[[ Text section, beginning ]]
03. How It Works
The core patterns
Orchestrator-worker (lead plus subagents):
The most common shape, and the one behind Anthropic Research. A lead breaks the task down, delegates pieces to workers that run in parallel, then synthesizes their results, deciding at runtime what needs doing.
Handoffs (one agent passes control):
Like a phone tree, a triage agent hands the conversation to a specialist who takes over. In the OpenAI Agents SDK a handoff is shown to the model as a tool, so passing work to a refund agent appears as a tool named transfer_to_refund_agent, and the receiving agent sees the earlier history by default.
Parallel fan-out:
Several subtasks run at the same time and their results are gathered at the end, either as different slices of one job, or as the same task sent to several agents whose answers are compared or voted on.
Sequential pipeline:
An assembly line where agent one's output feeds agent two, whose output feeds agent three. This fits work where each step builds on the last.
Hierarchical (a manager delegates and checks):
A manager agent, sometimes layered managers, assigns work and validates it. CrewAI's hierarchical process auto-creates a manager to delegate and check outputs, and Microsoft's Agent Framework calls its manager-coordinated version the magentic pattern.
Framework specifics and versions live in ai-frameworks-and-tooling.
OpenAI groups these into two families. A manager pattern keeps one agent in control, calling specialists as tools. A decentralized pattern lets agents act as peers and hand tasks to one another.
When it helps vs when it hurts
Multi-agent orchestration earns its cost on a specific kind of work.
Anthropic says it excels at valuable tasks that can be split into parallel work or that exceed a single context window, and that may also lean on many complex tools (see tool-use-function-calling and mcp). It suits breadth-first queries that explore many directions at once.
The cost is the other half. A single agent uses about 4x the tokens of a normal chat, and a multi-agent system about 15x, so Anthropic says it only pays off when the task is valuable enough. Much of the gain is that spending. On BrowseComp, token usage alone explained 80% of the performance variance, and token usage plus tool calls and model choice explained 95%.
Where it hurts is tightly coupled work. Anthropic notes most coding tasks have fewer truly parallelizable pieces than research, and domains needing all agents to share context are not a good fit. One day before Anthropic's post, Cognition's Walden Yan, co-founder of the maker of the Devin coding agent, published "Don't Build Multi-Agents" from the coding side. His argument is that context should be shared, including full agent traces, and that every action carries implicit decisions, so parallel agents that cannot see each other's work make conflicting choices. In his Flappy Bird example, one subagent builds a Super Mario style background while another builds a mismatched bird.
He defaults to a single-threaded linear agent, the shared-context problem at the heart of context-engineering.
The two camps agree more than the headlines suggest. Multi-agent shines on broad, parallel research where many threads read at once. Single-threaded shines on tightly coupled work like coding, where every step depends on shared context. The rule both reach is to validate a single agent first and add more only when it demonstrably falls short, which OpenAI frames as maximizing one agent before splitting for complex logic or too many tools.
[[ Text section, end ]]
> [Task prompt]: In the multi-agent orchestration text above, roughly how many times the tokens of a normal chat does a multi-agent system use?
[[ Available data, beginning ]]
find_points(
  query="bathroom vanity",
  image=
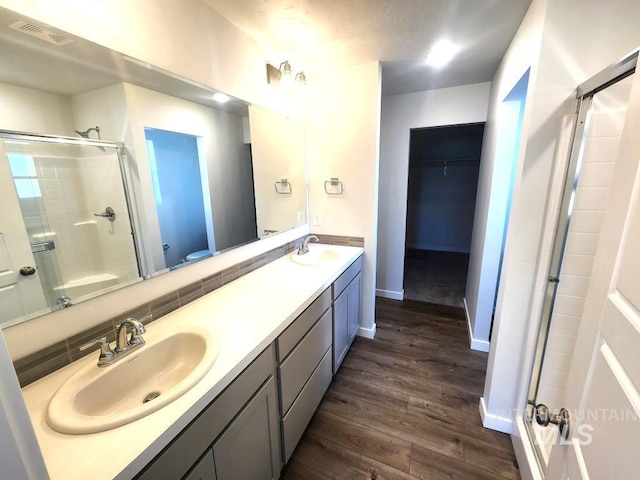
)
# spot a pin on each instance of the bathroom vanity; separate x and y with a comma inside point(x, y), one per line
point(282, 332)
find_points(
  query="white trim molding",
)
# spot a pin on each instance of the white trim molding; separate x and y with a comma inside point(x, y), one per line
point(390, 294)
point(367, 332)
point(474, 344)
point(494, 421)
point(525, 455)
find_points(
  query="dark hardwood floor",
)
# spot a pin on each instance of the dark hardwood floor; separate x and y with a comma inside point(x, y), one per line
point(405, 406)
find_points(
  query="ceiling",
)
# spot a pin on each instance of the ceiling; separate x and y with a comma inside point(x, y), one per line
point(315, 34)
point(82, 66)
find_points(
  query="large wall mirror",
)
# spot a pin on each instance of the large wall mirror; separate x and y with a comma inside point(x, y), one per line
point(112, 171)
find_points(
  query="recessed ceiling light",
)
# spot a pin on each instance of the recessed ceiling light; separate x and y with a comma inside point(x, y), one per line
point(221, 97)
point(441, 53)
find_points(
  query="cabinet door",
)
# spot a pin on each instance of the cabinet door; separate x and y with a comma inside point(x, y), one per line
point(354, 292)
point(204, 469)
point(340, 329)
point(250, 448)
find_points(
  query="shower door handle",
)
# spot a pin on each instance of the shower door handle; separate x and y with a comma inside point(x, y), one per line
point(27, 270)
point(544, 417)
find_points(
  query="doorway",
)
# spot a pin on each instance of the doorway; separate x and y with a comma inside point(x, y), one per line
point(177, 187)
point(444, 163)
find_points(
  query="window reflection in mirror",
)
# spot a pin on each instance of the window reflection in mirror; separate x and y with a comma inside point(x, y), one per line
point(58, 242)
point(61, 92)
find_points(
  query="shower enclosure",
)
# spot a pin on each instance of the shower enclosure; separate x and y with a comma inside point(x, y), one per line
point(584, 198)
point(66, 231)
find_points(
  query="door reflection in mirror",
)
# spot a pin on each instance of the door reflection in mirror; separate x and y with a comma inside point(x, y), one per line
point(177, 187)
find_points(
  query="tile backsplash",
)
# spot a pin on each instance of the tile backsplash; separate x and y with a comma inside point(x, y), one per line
point(41, 363)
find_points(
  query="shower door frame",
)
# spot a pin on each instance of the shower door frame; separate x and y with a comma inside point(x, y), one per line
point(121, 154)
point(584, 96)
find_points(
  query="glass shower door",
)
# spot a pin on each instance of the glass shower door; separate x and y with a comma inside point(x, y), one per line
point(588, 179)
point(73, 218)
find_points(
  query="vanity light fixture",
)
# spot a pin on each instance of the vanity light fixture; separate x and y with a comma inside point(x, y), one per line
point(301, 79)
point(284, 77)
point(441, 53)
point(220, 97)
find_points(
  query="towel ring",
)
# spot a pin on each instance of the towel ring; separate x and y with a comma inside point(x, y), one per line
point(334, 183)
point(283, 187)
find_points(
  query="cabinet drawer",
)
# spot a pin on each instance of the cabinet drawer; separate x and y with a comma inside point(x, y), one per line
point(345, 279)
point(292, 335)
point(297, 419)
point(298, 367)
point(177, 458)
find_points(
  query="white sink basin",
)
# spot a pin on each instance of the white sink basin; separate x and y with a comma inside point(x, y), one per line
point(318, 255)
point(95, 398)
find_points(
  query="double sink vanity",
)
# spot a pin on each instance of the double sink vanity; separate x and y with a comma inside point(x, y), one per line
point(223, 388)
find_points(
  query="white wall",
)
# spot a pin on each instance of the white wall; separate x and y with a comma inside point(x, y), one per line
point(342, 140)
point(40, 112)
point(401, 113)
point(495, 185)
point(277, 147)
point(578, 39)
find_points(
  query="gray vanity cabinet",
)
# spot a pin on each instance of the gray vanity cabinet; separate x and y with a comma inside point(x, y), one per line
point(204, 469)
point(247, 448)
point(304, 369)
point(346, 293)
point(243, 426)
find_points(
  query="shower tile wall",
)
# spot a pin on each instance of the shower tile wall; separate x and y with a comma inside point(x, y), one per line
point(102, 186)
point(592, 195)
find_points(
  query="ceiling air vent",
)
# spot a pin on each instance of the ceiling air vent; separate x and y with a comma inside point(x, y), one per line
point(41, 33)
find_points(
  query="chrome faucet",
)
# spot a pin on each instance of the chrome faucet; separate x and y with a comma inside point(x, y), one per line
point(125, 344)
point(303, 249)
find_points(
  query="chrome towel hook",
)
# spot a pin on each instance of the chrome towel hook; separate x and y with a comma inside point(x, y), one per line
point(108, 213)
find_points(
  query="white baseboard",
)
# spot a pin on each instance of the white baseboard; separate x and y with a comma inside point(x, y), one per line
point(367, 332)
point(474, 344)
point(494, 422)
point(525, 455)
point(390, 294)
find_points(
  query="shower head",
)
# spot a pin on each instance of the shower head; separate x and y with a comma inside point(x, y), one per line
point(85, 134)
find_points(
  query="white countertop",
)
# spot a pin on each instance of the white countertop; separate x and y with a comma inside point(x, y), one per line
point(246, 316)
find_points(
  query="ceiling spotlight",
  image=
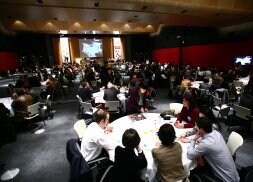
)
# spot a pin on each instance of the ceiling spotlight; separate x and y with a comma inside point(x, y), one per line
point(144, 8)
point(40, 1)
point(96, 4)
point(184, 11)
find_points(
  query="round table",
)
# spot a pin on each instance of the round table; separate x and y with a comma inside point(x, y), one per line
point(147, 129)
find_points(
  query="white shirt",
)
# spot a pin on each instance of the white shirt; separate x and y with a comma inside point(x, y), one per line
point(214, 149)
point(94, 140)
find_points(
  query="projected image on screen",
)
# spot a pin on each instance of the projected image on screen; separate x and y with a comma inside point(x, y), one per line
point(91, 47)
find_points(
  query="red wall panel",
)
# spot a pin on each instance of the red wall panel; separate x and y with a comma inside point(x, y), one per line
point(218, 55)
point(170, 55)
point(8, 61)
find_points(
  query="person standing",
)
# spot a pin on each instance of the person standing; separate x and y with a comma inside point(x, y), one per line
point(137, 99)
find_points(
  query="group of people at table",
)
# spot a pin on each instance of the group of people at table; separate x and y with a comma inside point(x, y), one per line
point(206, 146)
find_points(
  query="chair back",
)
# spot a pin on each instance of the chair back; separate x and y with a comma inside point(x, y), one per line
point(217, 101)
point(176, 106)
point(80, 128)
point(94, 83)
point(79, 99)
point(87, 107)
point(242, 112)
point(112, 106)
point(79, 168)
point(237, 83)
point(48, 101)
point(224, 111)
point(235, 140)
point(223, 94)
point(34, 109)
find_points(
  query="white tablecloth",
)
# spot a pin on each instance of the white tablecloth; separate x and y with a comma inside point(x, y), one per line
point(7, 102)
point(99, 98)
point(196, 84)
point(147, 130)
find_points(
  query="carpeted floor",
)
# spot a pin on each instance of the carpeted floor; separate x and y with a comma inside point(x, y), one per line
point(42, 158)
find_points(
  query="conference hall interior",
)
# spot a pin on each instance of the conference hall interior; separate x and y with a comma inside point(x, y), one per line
point(50, 50)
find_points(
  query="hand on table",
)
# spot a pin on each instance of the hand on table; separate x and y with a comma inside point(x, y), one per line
point(109, 128)
point(184, 140)
point(138, 148)
point(178, 124)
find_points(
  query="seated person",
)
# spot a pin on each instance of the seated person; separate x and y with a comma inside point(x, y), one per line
point(111, 92)
point(246, 99)
point(96, 137)
point(127, 164)
point(205, 85)
point(85, 92)
point(185, 84)
point(168, 156)
point(20, 104)
point(136, 102)
point(51, 84)
point(189, 112)
point(218, 161)
point(21, 101)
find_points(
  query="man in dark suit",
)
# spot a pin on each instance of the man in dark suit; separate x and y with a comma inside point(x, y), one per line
point(111, 92)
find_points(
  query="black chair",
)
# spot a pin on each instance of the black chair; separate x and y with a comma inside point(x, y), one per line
point(80, 169)
point(198, 177)
point(241, 117)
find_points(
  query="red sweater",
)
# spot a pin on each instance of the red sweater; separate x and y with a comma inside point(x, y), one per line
point(188, 116)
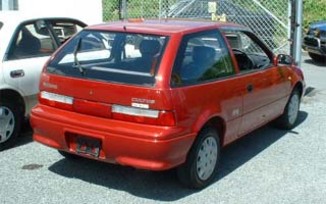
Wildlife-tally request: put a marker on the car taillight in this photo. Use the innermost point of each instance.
(118, 112)
(146, 116)
(56, 100)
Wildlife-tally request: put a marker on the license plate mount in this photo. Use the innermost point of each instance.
(88, 146)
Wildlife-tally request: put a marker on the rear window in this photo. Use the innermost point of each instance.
(127, 58)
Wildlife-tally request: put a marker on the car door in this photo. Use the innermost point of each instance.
(30, 47)
(266, 86)
(205, 84)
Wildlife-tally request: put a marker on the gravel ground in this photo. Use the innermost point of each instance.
(267, 166)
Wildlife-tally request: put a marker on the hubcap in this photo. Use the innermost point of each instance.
(7, 123)
(293, 108)
(207, 158)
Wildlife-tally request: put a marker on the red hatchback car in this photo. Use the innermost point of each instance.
(162, 94)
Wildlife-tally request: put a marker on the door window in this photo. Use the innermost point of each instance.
(31, 42)
(249, 53)
(41, 38)
(202, 57)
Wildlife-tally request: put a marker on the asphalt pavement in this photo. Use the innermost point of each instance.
(267, 166)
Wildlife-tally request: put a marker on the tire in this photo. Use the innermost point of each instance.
(10, 124)
(290, 115)
(200, 168)
(68, 155)
(317, 58)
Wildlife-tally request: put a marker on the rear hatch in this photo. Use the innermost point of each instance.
(109, 74)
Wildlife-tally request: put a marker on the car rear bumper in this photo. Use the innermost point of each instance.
(137, 145)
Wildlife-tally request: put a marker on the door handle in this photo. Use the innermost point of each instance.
(17, 73)
(250, 88)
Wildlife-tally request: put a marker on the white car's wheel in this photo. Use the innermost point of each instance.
(10, 124)
(200, 168)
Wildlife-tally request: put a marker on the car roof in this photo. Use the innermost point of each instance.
(16, 17)
(163, 27)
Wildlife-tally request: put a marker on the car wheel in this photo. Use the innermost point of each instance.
(200, 168)
(317, 58)
(68, 155)
(290, 115)
(10, 124)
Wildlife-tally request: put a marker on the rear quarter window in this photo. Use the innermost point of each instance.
(111, 56)
(202, 57)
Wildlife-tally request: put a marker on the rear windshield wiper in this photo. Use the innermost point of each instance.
(76, 61)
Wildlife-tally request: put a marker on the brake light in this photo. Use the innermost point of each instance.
(56, 100)
(140, 115)
(117, 112)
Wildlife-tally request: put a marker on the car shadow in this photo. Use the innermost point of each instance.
(164, 186)
(319, 64)
(26, 135)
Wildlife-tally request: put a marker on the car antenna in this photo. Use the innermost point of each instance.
(76, 61)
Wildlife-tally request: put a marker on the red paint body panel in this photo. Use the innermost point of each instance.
(161, 147)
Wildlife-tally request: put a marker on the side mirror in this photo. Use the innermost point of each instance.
(284, 59)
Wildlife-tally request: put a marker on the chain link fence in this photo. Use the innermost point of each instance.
(268, 19)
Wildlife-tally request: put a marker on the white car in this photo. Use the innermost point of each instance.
(25, 45)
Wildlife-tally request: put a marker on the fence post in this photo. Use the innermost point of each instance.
(123, 9)
(297, 41)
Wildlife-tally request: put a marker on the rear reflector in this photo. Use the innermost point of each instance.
(56, 100)
(56, 97)
(117, 112)
(135, 111)
(146, 116)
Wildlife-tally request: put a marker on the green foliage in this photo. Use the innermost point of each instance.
(313, 10)
(110, 10)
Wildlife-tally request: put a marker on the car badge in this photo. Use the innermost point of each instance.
(317, 33)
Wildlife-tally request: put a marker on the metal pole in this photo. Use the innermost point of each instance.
(160, 9)
(124, 9)
(298, 32)
(290, 41)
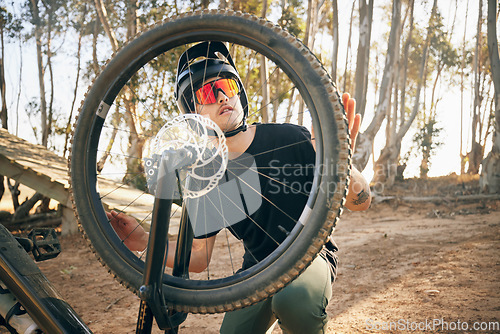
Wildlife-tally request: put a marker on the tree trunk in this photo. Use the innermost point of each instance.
(103, 18)
(363, 56)
(489, 180)
(41, 71)
(335, 38)
(384, 169)
(264, 79)
(386, 166)
(346, 68)
(476, 154)
(3, 112)
(365, 140)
[[ Available data, end ]]
> [Solved problem]: About 15 times as many.